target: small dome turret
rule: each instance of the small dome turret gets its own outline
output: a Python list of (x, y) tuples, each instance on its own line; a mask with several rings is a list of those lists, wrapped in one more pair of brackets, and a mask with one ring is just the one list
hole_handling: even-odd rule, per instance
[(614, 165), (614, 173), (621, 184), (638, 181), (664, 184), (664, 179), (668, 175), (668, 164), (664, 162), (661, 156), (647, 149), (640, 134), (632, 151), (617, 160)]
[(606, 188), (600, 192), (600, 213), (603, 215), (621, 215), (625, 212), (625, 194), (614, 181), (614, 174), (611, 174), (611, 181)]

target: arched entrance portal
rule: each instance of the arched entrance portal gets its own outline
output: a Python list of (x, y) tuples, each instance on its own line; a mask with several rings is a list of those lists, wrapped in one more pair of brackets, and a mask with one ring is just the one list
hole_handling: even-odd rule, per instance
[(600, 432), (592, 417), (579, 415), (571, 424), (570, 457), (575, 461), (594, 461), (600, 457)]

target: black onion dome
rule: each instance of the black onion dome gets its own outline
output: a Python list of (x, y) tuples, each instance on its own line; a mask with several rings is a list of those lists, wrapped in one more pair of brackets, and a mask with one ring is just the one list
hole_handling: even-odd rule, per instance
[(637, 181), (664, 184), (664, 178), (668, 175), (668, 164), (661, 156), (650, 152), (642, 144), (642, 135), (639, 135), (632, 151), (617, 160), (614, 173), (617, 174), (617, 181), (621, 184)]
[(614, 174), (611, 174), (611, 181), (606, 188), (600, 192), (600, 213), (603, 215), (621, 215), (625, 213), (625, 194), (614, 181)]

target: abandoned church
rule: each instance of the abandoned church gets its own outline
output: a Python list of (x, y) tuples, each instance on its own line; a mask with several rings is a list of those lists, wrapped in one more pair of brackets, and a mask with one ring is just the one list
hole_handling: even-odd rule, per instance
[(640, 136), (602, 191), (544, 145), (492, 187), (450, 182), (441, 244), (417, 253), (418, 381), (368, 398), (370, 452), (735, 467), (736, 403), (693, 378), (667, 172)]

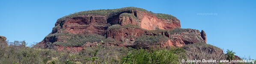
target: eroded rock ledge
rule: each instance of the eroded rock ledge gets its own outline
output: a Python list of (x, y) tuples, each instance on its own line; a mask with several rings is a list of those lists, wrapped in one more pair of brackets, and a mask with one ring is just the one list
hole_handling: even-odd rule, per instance
[(204, 31), (180, 28), (180, 21), (176, 17), (138, 8), (83, 11), (58, 19), (52, 32), (35, 47), (79, 51), (81, 48), (95, 46), (101, 41), (110, 46), (134, 48), (181, 47), (206, 43)]

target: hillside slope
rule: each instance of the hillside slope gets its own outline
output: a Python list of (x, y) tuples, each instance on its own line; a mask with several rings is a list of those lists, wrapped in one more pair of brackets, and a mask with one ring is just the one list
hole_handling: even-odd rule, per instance
[(147, 48), (206, 43), (206, 38), (203, 30), (181, 28), (179, 20), (171, 15), (125, 7), (64, 16), (34, 47), (76, 52), (101, 41), (109, 46)]

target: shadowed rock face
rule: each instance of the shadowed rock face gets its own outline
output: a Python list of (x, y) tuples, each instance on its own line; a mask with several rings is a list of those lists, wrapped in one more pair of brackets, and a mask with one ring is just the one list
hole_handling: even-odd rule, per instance
[(0, 47), (7, 46), (7, 42), (6, 41), (6, 38), (3, 36), (0, 35)]
[[(174, 17), (152, 13), (135, 7), (81, 12), (58, 19), (52, 32), (35, 47), (54, 47), (59, 50), (66, 48), (68, 49), (68, 50), (79, 51), (81, 50), (81, 47), (95, 45), (94, 43), (89, 41), (83, 41), (85, 42), (83, 44), (72, 47), (55, 44), (60, 42), (70, 44), (74, 43), (69, 41), (76, 39), (71, 38), (76, 36), (71, 36), (63, 33), (85, 36), (91, 34), (100, 35), (106, 38), (113, 38), (119, 41), (106, 42), (110, 45), (119, 46), (137, 46), (135, 45), (140, 44), (134, 44), (137, 38), (145, 35), (163, 35), (168, 38), (165, 41), (150, 44), (145, 44), (148, 45), (147, 46), (181, 47), (197, 42), (206, 43), (206, 34), (204, 31), (200, 32), (198, 30), (182, 29), (180, 27), (179, 20)], [(161, 31), (159, 31), (159, 30)], [(174, 30), (179, 31), (176, 32)], [(97, 43), (100, 41), (92, 42)]]
[(6, 38), (4, 36), (0, 36), (0, 40), (5, 41), (6, 40)]

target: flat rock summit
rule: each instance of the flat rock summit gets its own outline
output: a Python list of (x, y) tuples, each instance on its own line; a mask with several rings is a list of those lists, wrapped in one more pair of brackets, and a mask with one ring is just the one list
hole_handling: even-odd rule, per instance
[(206, 43), (203, 30), (181, 28), (172, 15), (136, 7), (82, 11), (60, 18), (52, 32), (34, 47), (79, 52), (104, 43), (148, 48)]

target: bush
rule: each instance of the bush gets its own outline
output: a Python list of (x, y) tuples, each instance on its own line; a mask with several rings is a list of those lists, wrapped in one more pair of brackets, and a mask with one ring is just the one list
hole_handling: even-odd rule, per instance
[(140, 28), (138, 26), (132, 25), (132, 24), (128, 24), (123, 26), (121, 26), (119, 24), (113, 25), (107, 28), (108, 30), (110, 29), (120, 29), (122, 28)]
[(227, 57), (226, 60), (232, 60), (235, 59), (235, 52), (233, 52), (232, 50), (227, 49), (226, 53), (225, 54)]
[(142, 12), (147, 12), (149, 14), (155, 15), (157, 17), (160, 18), (163, 18), (165, 19), (170, 20), (171, 19), (175, 17), (171, 15), (164, 14), (155, 14), (152, 12), (149, 12), (146, 10), (141, 8), (139, 8), (134, 7), (128, 7), (122, 8), (120, 9), (100, 9), (100, 10), (89, 10), (86, 11), (82, 11), (79, 12), (76, 12), (74, 14), (71, 14), (65, 16), (62, 18), (58, 19), (57, 21), (63, 21), (66, 20), (67, 19), (72, 18), (76, 17), (78, 17), (81, 15), (99, 15), (109, 17), (111, 16), (120, 14), (122, 13), (125, 12), (131, 12), (132, 10), (138, 10)]
[(152, 44), (156, 43), (165, 41), (168, 38), (162, 35), (142, 35), (137, 38), (135, 40), (135, 44)]
[(204, 43), (186, 45), (182, 47), (189, 60), (225, 60), (223, 51), (216, 47)]
[[(179, 57), (185, 57), (182, 49), (134, 50), (122, 60), (123, 64), (178, 64)], [(183, 51), (182, 51), (183, 50)], [(177, 53), (179, 52), (179, 53)], [(183, 59), (185, 58), (183, 58)], [(180, 59), (182, 59), (181, 58)]]
[(86, 42), (100, 42), (103, 41), (106, 42), (114, 42), (115, 40), (111, 38), (106, 38), (105, 37), (96, 34), (73, 34), (71, 33), (57, 33), (50, 35), (47, 37), (54, 36), (63, 39), (62, 41), (56, 41), (52, 45), (63, 46), (80, 46)]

§ **Request**: Render every line of the listing above as a Markdown table with the columns "Line" and "Content", skipping blank lines. Don't put any images in your answer.

§ **The solution**:
| Line | Content |
|---|---|
| 1 | target: small dome turret |
| 2 | rule: each instance of the small dome turret gets its own outline |
| 3 | output: a Python list of (x, y) tuples, each instance on its own line; a mask with several rings is a list of those lists, wrapped in one more pair of brackets, and a mask with one ring is just the one list |
| 4 | hole_handling: even-odd rule, per instance |
| 5 | [(614, 165), (614, 173), (621, 184), (638, 181), (664, 184), (664, 179), (668, 175), (668, 164), (664, 162), (661, 156), (647, 149), (640, 134), (632, 151), (617, 160)] |
| 6 | [(606, 188), (600, 192), (600, 213), (603, 215), (621, 215), (625, 212), (625, 194), (614, 181), (614, 174), (611, 174), (611, 181)] |
| 7 | target: arched entrance portal |
| 8 | rule: each instance of the arched entrance portal gets its own outline |
| 9 | output: a Python list of (x, y) tuples, each instance on its own line; a mask with several rings is a list of those lists, wrapped in one more pair of brackets, and a mask with one ring is just the one list |
| 10 | hole_handling: even-odd rule, per instance |
| 11 | [(600, 432), (592, 417), (579, 415), (571, 424), (570, 457), (575, 461), (594, 461), (600, 457)] |
| 12 | target: black onion dome |
| 13 | rule: each instance of the black onion dome gets its own outline |
| 14 | output: a Python list of (x, y) tuples, each instance on its own line; a mask with several rings is a list of those lists, wrapped in one more pair of brackets, and a mask with one ring is just the one list |
| 15 | hole_handling: even-odd rule, per instance |
| 16 | [(637, 181), (664, 184), (664, 178), (668, 175), (668, 164), (661, 156), (650, 152), (642, 144), (642, 135), (639, 135), (632, 151), (617, 160), (614, 173), (617, 174), (617, 181), (621, 184)] |
| 17 | [(614, 174), (611, 174), (611, 181), (606, 188), (600, 192), (600, 213), (603, 215), (621, 215), (625, 213), (625, 194), (614, 181)] |
| 18 | target: abandoned church |
| 19 | rule: each instance of the abandoned church gets its own outline |
| 20 | output: a Python list of (x, y) tuples, each instance on its own line; a mask with several rings is a list of those lists, wrapped in one more pair of brackets, and a mask with one ring is just the one list |
| 21 | hole_handling: even-odd rule, per instance |
| 22 | [(640, 136), (602, 191), (544, 145), (492, 187), (450, 182), (441, 244), (417, 253), (418, 381), (368, 398), (370, 452), (735, 467), (736, 403), (693, 378), (667, 172)] |
| 23 | target: eroded rock ledge |
| 24 | rule: each instance of the eroded rock ledge gets its own outline |
| 25 | output: a Python list of (x, y) tuples, each instance on its own line; a mask with several rings is a list of those lists, wrapped in one more pair of brackets, and a mask with one ring is just the one list |
| 26 | hole_handling: even-odd rule, per instance |
| 27 | [(204, 31), (180, 28), (180, 21), (176, 17), (138, 8), (83, 11), (58, 19), (52, 32), (35, 47), (79, 51), (81, 48), (95, 46), (101, 41), (110, 46), (134, 48), (181, 47), (206, 43)] |
| 28 | target: hillside slope |
| 29 | rule: each instance of the hillside slope gets its own outline |
| 30 | output: a Python list of (x, y) tuples, each instance on its own line; a mask with several rings is a list of those lists, wrapped in one more pair of brackets, and a mask with one ring is just the one list |
| 31 | hole_handling: even-odd rule, per instance |
| 32 | [(147, 48), (206, 43), (206, 38), (203, 30), (181, 28), (179, 20), (171, 15), (125, 7), (64, 16), (34, 47), (76, 52), (101, 41), (109, 46)] |
| 33 | target: shadowed rock face |
| 34 | rule: each instance of the shadowed rock face gets its own outline |
| 35 | output: a Python list of (x, y) tuples, each instance on its own line; a mask with several rings is a list of those lists, wrapped in one more pair of brackets, and a mask with one ring is just the one list |
| 36 | hole_handling: even-odd rule, per instance |
| 37 | [(0, 47), (7, 46), (7, 42), (6, 41), (6, 38), (3, 36), (0, 35)] |
| 38 | [[(174, 17), (152, 13), (135, 7), (81, 12), (58, 19), (52, 32), (35, 47), (54, 47), (59, 50), (66, 48), (68, 49), (68, 50), (79, 51), (81, 50), (81, 47), (95, 45), (94, 43), (89, 41), (83, 41), (85, 42), (83, 44), (72, 47), (55, 44), (60, 42), (70, 44), (74, 43), (69, 41), (76, 39), (71, 38), (76, 36), (71, 36), (63, 33), (85, 36), (91, 34), (100, 35), (106, 38), (113, 38), (119, 41), (106, 42), (110, 45), (119, 46), (137, 46), (135, 45), (140, 44), (134, 44), (137, 38), (145, 35), (163, 35), (168, 38), (165, 41), (150, 44), (145, 44), (148, 45), (147, 46), (181, 47), (197, 42), (206, 43), (206, 34), (204, 31), (200, 32), (198, 30), (182, 29), (180, 27), (179, 20)], [(161, 31), (159, 31), (159, 30)], [(174, 30), (179, 31), (176, 32)], [(97, 43), (100, 41), (92, 42)]] |
| 39 | [(6, 38), (4, 36), (0, 36), (0, 40), (5, 41), (6, 40)] |
| 40 | target: flat rock summit |
| 41 | rule: each instance of the flat rock summit gets its own outline |
| 42 | output: a Python list of (x, y) tuples, each instance on its own line; a mask with several rings is a list of those lists, wrapped in one more pair of brackets, and a mask with one ring is just the one list |
| 43 | hole_handling: even-odd rule, per instance |
| 44 | [(206, 43), (203, 30), (181, 28), (172, 15), (136, 7), (82, 11), (60, 18), (52, 32), (34, 47), (79, 52), (104, 43), (148, 48)] |
| 45 | target: bush |
| 46 | rule: each instance of the bush gets its own outline |
| 47 | output: a Python list of (x, y) tuples, each instance on its own line; a mask with several rings is a list of those lists, wrapped in one more pair of brackets, and a mask with one ring is just the one list |
| 48 | hole_handling: even-odd rule, per instance |
| 49 | [(140, 28), (138, 26), (132, 25), (132, 24), (128, 24), (123, 26), (121, 26), (119, 24), (113, 25), (107, 28), (108, 30), (110, 29), (120, 29), (122, 28)] |
| 50 | [(227, 57), (226, 60), (232, 60), (235, 59), (235, 52), (233, 52), (232, 50), (227, 49), (226, 53), (225, 54)] |
| 51 | [(142, 12), (147, 12), (149, 14), (155, 15), (157, 17), (160, 18), (163, 18), (165, 19), (170, 20), (171, 19), (175, 17), (171, 15), (164, 14), (155, 14), (152, 12), (149, 12), (146, 10), (141, 8), (139, 8), (134, 7), (128, 7), (122, 8), (120, 9), (100, 9), (100, 10), (89, 10), (86, 11), (82, 11), (79, 12), (76, 12), (74, 14), (71, 14), (65, 16), (62, 18), (58, 19), (57, 21), (63, 21), (66, 20), (67, 19), (72, 18), (76, 17), (78, 17), (81, 15), (99, 15), (109, 17), (111, 16), (120, 14), (122, 13), (125, 12), (131, 12), (132, 10), (138, 10)] |
| 52 | [(152, 44), (156, 43), (165, 41), (168, 38), (162, 35), (142, 35), (137, 38), (135, 40), (135, 44)] |
| 53 | [(204, 43), (186, 45), (182, 47), (189, 60), (225, 60), (223, 51), (216, 47)] |
| 54 | [[(179, 57), (185, 57), (182, 49), (134, 50), (122, 60), (123, 64), (178, 64)], [(183, 51), (182, 51), (183, 50)], [(177, 53), (179, 52), (179, 53)], [(183, 59), (185, 58), (183, 58)], [(180, 59), (182, 59), (181, 58)]] |
| 55 | [(86, 42), (100, 42), (103, 41), (106, 42), (114, 42), (115, 40), (111, 38), (106, 38), (105, 37), (96, 34), (73, 34), (71, 33), (57, 33), (50, 35), (47, 37), (54, 36), (63, 39), (62, 41), (56, 41), (52, 45), (63, 46), (80, 46)] |